**Kurze Aufgabe 1**
Zeige jede Zeile der Datensätze weiter unten, die die Zeichenfolge „staircase“ enthält. Achte dabei auf Groß- und Kleinschreibung.

Nachts fliegen die Kugeln in diesem Polizeimuseum
Tukurs neuer „Tatort“treibt es auf die Spitze: Die auf einem John-Carpenter-Thriller basierende Handlung erinnert an Tarantino sowie die Coen-Brüder und könnte auch im Kino laufen.
SALZBURG. Mitten auf einem riesigen Feld, wo einander Fuchs und Hase Gute Nacht sagen, gibt es einen Reifenplatzer, der alles ändert. Der Gefangenentransport bleibt in der Pampa liegen, wo man offenbar vergessen hat, eine einsame Polizeistation wegzurationalisieren.
Noch bevor die Handlung richtig startet, hat es bereits Tote gegeben, mit Anleihen bei einem berühmten US-Film. Nach der Hommage an Alfred Hitchcocks „Fenster zum Hof“jüngst in der Krimireihe „Spuren des Bösen“, nimmt sich nun auch der neue „Tatort“einen Filmklassiker als Vorbild: John Carpenters „Assault – Anschlag bei Nacht“(1976) bzw. das Remake „Das Ende – Assault on Precinct 13“(2005) des französischen Regisseurs JeanFrançois Richet, die beide von der Belagerung eines Polizeireviers durch Gangster handeln.

**Kurze Aufgabe 2**
Liefere die Fortsetzung der Besprechung des neuen „Tatort“ oben, direkt im Anschluss an ihren letzten Satz.

Datensätze aus einer Sammlung:
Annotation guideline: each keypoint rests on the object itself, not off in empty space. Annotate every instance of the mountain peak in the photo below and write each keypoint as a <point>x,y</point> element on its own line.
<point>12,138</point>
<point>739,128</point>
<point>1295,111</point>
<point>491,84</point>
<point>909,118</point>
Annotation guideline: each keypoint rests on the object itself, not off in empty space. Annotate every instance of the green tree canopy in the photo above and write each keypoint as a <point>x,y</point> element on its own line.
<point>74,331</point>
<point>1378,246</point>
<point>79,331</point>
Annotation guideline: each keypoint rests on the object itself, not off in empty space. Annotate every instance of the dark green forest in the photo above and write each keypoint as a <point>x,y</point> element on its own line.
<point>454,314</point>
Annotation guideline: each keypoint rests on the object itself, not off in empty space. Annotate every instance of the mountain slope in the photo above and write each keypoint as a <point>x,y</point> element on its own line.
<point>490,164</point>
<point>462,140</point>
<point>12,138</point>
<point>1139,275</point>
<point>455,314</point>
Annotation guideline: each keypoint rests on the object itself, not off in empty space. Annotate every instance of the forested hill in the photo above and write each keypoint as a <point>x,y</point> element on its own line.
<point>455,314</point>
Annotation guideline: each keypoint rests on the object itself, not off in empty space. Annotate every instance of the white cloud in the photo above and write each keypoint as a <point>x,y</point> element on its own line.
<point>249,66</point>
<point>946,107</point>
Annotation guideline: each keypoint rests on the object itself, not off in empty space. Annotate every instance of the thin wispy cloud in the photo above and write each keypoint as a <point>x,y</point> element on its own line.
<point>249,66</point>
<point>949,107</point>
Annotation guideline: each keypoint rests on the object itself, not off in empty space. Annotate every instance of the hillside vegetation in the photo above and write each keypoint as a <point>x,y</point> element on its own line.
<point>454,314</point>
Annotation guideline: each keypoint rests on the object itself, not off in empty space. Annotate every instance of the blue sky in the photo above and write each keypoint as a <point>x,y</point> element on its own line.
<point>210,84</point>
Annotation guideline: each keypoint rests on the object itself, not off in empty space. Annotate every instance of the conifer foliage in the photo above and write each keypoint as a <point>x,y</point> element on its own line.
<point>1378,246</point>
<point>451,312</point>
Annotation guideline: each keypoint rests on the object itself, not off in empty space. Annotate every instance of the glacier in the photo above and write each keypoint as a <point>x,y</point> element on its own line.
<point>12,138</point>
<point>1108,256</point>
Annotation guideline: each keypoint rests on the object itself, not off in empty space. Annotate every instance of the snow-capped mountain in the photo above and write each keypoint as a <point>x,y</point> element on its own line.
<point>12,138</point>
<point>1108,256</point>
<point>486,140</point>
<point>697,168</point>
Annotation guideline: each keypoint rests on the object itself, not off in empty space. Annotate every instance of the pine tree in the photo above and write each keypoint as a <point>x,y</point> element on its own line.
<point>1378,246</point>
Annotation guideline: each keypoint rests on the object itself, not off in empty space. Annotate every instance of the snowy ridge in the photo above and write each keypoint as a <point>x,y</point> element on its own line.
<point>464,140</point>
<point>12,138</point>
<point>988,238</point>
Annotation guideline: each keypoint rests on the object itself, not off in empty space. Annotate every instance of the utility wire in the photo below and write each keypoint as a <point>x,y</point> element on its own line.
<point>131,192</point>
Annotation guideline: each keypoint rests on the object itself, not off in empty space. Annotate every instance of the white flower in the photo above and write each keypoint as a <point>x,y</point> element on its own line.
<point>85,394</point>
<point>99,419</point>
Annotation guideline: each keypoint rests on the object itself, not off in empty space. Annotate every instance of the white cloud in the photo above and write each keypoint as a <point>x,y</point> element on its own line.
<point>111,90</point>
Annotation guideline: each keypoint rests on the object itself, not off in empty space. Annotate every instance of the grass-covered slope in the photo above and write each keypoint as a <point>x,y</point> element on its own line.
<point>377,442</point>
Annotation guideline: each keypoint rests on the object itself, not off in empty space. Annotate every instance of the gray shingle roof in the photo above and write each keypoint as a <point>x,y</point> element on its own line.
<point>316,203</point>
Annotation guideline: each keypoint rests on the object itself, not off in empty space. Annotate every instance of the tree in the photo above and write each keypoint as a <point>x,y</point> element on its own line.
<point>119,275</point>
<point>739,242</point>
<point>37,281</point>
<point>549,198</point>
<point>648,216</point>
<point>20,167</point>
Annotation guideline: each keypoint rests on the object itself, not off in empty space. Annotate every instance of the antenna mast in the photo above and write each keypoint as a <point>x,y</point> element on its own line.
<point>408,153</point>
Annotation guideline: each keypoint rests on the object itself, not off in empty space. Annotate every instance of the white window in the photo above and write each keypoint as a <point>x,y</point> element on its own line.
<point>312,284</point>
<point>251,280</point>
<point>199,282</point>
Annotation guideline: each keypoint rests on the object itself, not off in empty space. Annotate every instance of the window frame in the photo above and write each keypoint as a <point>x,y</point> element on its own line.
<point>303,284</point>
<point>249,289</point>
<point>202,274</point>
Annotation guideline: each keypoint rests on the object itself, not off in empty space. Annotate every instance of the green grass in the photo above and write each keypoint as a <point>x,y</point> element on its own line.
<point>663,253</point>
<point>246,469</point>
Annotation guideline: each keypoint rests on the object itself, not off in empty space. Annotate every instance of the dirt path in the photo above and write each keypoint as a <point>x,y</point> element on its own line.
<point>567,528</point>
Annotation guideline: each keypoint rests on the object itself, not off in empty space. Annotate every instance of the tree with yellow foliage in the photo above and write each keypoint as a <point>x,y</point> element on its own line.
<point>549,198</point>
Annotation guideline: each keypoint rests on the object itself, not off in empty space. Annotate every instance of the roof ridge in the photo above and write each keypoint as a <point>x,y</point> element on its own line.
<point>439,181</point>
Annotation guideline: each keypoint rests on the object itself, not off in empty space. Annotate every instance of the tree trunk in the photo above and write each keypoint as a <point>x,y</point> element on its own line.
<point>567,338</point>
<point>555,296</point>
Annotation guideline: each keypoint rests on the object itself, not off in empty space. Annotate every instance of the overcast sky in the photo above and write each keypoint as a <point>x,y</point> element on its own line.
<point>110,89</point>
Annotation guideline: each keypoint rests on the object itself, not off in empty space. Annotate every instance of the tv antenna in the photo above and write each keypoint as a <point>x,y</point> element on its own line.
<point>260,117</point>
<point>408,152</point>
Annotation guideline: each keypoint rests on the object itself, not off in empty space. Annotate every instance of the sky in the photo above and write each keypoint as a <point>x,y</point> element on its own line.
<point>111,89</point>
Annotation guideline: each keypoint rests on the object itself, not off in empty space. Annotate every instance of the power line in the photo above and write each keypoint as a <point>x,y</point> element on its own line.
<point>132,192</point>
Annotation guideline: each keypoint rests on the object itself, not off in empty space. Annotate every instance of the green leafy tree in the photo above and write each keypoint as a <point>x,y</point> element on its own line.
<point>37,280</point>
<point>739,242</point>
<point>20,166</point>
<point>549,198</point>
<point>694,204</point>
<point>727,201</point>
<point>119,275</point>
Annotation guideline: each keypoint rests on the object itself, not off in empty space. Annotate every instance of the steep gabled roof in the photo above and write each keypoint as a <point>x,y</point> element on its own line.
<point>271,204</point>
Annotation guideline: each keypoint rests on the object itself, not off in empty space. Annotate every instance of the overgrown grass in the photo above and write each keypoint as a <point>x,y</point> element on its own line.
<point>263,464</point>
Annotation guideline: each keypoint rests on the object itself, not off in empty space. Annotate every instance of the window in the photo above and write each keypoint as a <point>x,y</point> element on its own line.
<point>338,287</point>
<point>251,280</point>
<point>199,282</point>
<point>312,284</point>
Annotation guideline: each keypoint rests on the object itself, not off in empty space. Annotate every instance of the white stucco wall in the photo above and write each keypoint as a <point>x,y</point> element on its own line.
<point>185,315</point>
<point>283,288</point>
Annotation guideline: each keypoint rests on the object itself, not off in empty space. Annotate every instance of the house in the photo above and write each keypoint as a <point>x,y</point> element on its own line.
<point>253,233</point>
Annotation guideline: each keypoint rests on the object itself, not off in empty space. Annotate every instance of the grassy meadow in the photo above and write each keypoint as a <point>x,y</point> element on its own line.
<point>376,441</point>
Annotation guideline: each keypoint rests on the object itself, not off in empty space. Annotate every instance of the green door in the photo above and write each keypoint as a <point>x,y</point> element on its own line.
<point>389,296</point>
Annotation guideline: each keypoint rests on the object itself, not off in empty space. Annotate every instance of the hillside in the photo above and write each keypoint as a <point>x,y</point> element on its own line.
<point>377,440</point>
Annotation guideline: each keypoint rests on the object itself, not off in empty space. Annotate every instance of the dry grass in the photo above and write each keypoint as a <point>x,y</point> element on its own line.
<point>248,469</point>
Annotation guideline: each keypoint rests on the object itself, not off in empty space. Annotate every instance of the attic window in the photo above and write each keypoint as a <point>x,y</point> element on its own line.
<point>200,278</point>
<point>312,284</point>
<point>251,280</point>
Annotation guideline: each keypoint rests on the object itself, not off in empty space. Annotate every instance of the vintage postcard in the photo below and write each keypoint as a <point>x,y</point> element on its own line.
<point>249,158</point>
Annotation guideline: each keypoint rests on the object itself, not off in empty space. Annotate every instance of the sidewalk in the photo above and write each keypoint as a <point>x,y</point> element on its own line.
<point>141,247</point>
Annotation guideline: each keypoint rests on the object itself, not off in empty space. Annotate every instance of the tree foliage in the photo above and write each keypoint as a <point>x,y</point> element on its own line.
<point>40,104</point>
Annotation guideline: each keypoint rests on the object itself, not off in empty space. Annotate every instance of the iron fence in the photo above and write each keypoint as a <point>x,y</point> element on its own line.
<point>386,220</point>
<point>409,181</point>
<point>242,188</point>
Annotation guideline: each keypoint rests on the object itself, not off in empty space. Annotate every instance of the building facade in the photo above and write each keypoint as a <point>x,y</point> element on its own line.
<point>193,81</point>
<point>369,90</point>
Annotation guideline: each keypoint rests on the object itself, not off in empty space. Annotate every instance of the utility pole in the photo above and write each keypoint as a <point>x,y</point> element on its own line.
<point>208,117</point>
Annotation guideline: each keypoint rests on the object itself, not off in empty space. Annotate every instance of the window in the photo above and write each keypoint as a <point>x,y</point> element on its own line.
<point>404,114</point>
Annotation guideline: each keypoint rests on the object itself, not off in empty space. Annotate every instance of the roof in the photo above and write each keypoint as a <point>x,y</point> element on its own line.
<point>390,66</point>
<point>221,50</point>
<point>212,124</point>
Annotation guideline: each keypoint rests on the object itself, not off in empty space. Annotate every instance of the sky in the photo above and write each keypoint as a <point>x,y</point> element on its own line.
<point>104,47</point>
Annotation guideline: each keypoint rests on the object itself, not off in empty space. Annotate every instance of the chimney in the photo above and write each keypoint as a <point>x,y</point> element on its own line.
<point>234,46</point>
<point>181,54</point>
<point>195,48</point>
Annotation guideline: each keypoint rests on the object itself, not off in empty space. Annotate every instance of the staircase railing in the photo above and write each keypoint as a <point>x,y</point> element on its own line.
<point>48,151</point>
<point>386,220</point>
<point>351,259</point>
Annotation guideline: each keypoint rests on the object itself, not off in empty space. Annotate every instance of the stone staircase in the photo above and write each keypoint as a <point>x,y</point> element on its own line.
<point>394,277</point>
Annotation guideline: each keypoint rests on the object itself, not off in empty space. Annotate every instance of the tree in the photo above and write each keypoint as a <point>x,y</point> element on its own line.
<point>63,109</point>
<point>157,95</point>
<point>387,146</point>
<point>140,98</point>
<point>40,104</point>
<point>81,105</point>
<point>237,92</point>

**Ergebnis 1**
Annotation guideline: each keypoint rests on the object itself, not off in empty space. Annotate every instance of the staircase railing in the photo above and write each keypoint as a <point>x,y</point> element on its own line.
Annotation guideline: each keypoint rests on the object itself, not off in empty space. Annotate every instance of the stone staircase in the photo above and write each keypoint as a <point>x,y</point> element on its own line.

**Ergebnis 2**
Klar, dass ein bescheidener „Tatort“dem großen Besteck von Produktionen von jenseits des Großen Teichs weder trotzen kann noch will. Aber der Gewaltpegel ist auch in Anbetracht des besonderen Zuschnitts der Fälle von Ulrich Tukur als Hauptkommissar Felix Murot enorm. Wobei neben Filmzitaten (Anleihe auch bei „Nummer 5“) etwa in der Szene mit einem Eisverkäufer der tiefschwarze Humor der Coen-Brüder oder von Quentin Tarantino kräftig durchschlägt. Keine Frage, auch dieser Tukur-Kriminalfilm könnte problemlos im Kino laufen, mit besten Perspektiven.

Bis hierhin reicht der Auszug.